(CE QUI EST ATTENDU):
Recopiez mot pour mot le passage de l'extrait sur la pauvreté, de « De nouvelles méthodes » à « sociales, culturelles, politiques. ».

De nouvelles méthodes d’appréhension du phénomène de la pauvreté se sont développées pour rendre compte de l’ensemble des dimensions qui la caractérisent, au-delà des statistiques traditionnelles. L’une de ces méthodes repose sur la reconnaissance que les pauvres sont porteurs d’une connaissance unique, celle de l’expérience vécue de la pauvreté, et les mieux à même d'établir l'impact des politiques qui les concernent.

Index de mots-clés

Indicateurs, Statistiques

D’une part, la pauvreté, n’a pas été éliminée du seul fait de la croissance et des échanges économiques ; d’autre part, elle a des dimensions sociales, culturelles, politiques.

Entrées d'étiquetage de l'emplacement des images:
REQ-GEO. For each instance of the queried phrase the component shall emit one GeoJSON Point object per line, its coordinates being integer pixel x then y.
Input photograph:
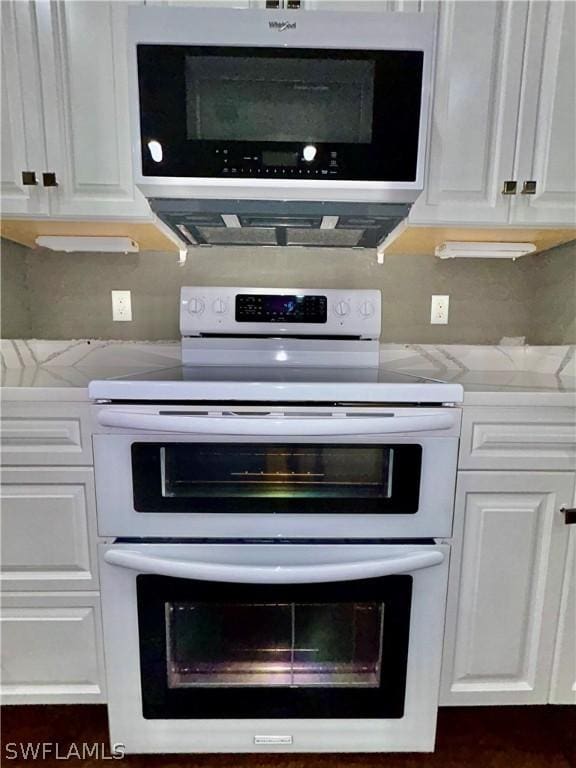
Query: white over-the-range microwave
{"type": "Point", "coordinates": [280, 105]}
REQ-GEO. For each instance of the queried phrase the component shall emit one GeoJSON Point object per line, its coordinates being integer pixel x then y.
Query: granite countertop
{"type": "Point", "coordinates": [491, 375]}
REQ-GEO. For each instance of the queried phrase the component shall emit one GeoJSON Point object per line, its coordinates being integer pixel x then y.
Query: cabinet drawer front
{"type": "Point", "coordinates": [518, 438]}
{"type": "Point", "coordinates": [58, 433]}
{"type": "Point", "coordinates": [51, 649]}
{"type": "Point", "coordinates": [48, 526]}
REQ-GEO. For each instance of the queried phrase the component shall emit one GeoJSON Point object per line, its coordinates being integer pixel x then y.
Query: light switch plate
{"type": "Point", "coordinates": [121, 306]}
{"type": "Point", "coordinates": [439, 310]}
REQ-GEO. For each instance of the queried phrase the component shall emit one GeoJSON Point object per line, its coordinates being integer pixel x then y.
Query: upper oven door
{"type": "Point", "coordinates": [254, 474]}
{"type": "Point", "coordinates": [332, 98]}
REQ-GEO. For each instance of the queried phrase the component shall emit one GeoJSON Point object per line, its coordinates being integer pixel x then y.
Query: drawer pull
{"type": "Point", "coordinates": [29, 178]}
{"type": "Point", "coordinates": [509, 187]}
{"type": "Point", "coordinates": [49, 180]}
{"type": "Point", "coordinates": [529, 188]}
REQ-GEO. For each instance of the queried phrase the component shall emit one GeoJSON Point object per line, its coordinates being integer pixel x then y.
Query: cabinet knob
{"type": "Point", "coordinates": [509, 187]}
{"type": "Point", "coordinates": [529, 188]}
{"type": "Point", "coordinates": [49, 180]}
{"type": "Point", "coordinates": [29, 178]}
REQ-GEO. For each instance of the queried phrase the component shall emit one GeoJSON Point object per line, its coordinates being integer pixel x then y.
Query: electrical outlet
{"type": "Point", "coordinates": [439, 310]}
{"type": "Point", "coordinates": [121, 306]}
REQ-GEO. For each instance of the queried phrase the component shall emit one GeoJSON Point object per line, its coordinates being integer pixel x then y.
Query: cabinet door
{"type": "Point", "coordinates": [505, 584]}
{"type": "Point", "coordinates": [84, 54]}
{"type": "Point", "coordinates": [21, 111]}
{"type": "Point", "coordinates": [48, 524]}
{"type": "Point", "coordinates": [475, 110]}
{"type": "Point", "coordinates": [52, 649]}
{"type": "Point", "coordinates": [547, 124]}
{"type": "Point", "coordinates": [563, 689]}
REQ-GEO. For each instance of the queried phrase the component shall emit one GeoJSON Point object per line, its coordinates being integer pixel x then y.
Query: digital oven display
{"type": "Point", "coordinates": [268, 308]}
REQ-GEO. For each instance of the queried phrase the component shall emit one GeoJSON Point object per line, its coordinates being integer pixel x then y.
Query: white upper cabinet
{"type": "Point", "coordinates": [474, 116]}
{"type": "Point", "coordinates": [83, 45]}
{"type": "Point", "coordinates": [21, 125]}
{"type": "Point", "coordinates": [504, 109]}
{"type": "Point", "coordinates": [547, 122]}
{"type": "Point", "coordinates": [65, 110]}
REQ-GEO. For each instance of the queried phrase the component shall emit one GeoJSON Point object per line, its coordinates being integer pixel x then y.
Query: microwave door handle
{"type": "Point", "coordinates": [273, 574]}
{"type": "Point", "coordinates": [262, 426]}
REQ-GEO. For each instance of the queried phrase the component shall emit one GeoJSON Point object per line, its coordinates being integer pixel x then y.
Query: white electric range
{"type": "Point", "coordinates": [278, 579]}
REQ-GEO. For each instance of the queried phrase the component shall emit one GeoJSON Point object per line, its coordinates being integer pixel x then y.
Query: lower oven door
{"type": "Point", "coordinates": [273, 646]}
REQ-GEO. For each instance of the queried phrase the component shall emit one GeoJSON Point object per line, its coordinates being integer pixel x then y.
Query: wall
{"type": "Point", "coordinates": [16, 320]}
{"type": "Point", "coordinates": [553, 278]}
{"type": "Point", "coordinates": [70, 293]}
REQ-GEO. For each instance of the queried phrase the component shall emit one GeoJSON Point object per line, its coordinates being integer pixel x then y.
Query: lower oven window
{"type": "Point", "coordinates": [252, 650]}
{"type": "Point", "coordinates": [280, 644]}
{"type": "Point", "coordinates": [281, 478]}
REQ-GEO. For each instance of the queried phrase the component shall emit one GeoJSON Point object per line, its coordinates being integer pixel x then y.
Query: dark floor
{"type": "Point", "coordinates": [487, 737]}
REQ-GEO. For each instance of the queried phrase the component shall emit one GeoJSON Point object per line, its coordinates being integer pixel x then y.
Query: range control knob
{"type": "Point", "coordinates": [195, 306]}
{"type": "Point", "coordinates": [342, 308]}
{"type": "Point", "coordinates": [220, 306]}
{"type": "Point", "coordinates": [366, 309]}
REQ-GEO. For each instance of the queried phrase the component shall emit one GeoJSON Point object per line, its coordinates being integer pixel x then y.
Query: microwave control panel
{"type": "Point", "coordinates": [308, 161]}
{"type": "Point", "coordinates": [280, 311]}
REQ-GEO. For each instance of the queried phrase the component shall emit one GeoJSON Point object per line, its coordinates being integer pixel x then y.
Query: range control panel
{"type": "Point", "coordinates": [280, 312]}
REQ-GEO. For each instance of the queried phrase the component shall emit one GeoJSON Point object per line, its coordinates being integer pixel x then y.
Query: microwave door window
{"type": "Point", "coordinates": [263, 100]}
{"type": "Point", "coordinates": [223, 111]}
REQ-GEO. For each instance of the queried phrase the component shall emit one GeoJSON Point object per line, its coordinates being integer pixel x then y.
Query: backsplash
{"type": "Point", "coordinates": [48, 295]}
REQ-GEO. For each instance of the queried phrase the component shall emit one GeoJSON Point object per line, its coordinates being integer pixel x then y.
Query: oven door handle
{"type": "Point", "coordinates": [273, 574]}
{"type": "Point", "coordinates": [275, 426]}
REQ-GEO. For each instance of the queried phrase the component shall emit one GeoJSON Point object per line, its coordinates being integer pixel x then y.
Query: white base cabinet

...

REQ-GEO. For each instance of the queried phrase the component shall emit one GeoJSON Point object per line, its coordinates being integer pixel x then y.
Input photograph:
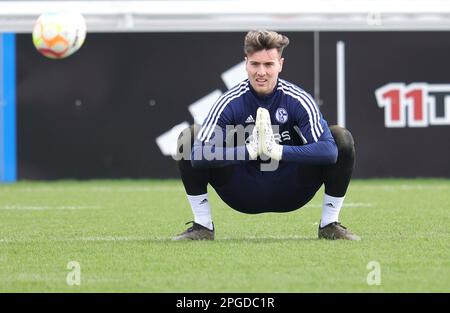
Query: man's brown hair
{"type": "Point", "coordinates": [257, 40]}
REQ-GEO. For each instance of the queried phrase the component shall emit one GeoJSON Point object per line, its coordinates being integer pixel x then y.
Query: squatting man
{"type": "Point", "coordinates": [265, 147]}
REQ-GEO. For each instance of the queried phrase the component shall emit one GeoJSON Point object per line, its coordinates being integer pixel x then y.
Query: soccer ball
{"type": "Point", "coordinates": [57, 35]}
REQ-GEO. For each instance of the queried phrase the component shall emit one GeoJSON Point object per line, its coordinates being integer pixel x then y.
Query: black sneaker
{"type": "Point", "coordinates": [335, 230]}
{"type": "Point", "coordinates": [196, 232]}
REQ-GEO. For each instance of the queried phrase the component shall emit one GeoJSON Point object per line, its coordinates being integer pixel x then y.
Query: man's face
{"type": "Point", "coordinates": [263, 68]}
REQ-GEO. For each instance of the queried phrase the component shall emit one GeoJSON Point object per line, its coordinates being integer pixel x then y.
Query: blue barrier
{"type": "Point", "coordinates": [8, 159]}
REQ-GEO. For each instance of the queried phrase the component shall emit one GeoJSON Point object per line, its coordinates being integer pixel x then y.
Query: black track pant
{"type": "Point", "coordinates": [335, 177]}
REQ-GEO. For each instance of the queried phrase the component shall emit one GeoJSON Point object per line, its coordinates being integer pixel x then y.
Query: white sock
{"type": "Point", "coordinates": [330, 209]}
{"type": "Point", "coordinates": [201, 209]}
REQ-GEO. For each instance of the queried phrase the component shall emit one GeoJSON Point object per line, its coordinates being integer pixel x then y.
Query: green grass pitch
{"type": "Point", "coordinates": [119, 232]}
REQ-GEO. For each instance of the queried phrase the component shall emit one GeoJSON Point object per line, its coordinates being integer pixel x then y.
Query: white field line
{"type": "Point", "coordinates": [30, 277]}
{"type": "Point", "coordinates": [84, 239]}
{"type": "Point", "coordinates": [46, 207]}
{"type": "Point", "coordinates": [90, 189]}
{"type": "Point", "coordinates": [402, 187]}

==

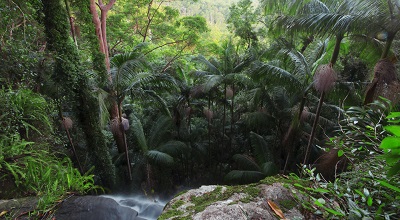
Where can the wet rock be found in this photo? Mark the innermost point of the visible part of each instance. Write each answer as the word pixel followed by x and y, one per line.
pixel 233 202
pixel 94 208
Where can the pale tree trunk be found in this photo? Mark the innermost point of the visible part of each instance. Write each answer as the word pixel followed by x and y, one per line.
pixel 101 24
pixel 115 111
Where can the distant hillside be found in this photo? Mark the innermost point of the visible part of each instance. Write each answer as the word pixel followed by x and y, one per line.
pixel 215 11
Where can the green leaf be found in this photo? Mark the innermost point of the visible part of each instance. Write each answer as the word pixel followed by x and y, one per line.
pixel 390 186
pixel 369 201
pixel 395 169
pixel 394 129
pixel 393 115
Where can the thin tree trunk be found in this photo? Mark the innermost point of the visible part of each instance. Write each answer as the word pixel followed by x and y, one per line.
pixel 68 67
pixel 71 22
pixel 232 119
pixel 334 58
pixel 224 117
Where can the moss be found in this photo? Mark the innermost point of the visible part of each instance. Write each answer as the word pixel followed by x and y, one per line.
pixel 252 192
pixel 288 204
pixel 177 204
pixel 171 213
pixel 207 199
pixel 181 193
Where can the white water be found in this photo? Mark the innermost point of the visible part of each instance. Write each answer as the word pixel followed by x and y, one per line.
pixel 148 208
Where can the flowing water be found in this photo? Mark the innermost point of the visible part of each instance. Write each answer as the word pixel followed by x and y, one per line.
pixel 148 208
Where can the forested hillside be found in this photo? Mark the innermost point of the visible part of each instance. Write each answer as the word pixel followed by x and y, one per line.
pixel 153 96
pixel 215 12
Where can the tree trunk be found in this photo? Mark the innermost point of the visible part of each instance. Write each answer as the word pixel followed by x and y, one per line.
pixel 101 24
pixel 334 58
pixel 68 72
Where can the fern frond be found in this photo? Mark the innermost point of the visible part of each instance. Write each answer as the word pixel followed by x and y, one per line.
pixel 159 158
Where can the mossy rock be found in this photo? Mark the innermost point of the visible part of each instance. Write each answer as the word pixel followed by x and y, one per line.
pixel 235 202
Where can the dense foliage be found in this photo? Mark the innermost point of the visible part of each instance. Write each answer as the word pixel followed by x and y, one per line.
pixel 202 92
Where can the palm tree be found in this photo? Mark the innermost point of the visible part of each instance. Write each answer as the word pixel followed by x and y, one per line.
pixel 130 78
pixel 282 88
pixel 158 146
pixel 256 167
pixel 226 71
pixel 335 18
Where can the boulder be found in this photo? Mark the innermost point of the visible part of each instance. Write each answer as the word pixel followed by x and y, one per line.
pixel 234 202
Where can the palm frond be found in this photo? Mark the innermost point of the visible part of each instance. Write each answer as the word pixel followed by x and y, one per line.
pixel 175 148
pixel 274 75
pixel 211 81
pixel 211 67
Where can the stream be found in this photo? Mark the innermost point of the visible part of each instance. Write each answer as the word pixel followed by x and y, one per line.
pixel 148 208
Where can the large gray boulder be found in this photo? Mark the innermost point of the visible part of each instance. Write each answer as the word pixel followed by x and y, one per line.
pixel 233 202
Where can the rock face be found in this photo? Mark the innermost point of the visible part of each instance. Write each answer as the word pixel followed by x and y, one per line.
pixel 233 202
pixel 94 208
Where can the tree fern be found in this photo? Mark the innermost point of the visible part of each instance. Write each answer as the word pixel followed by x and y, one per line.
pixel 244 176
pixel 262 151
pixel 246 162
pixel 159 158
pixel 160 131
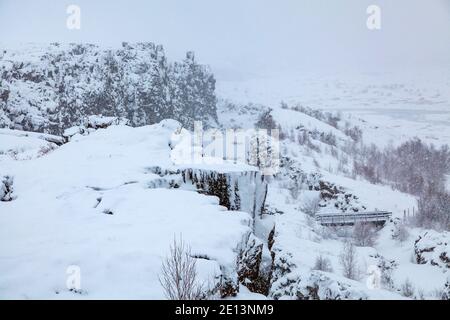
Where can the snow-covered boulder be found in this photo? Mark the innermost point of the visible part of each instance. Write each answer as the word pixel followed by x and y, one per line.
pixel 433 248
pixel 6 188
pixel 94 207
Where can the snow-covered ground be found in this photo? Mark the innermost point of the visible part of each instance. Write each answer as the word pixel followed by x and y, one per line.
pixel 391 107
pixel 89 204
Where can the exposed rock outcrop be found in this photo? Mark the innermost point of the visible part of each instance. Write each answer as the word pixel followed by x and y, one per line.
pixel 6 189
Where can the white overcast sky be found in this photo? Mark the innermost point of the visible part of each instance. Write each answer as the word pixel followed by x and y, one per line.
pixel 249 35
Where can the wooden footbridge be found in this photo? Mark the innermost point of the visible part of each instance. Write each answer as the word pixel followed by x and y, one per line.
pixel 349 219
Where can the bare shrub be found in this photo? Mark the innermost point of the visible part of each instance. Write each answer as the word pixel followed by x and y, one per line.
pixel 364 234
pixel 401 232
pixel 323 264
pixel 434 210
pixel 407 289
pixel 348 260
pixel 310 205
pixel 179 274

(SOLUTION DU PROBLÈME):
De nouvelles méthodes d’appréhension du phénomène de la pauvreté se sont développées pour rendre compte de l’ensemble des dimensions qui la caractérisent, au-delà des statistiques traditionnelles. L’une de ces méthodes repose sur la reconnaissance que les pauvres sont porteurs d’une connaissance unique, celle de l’expérience vécue de la pauvreté, et les mieux à même d'établir l'impact des politiques qui les concernent.

Index de mots-clés

Indicateurs, Statistiques

D’une part, la pauvreté, n’a pas été éliminée du seul fait de la croissance et des échanges économiques ; d’autre part, elle a des dimensions sociales, culturelles, politiques.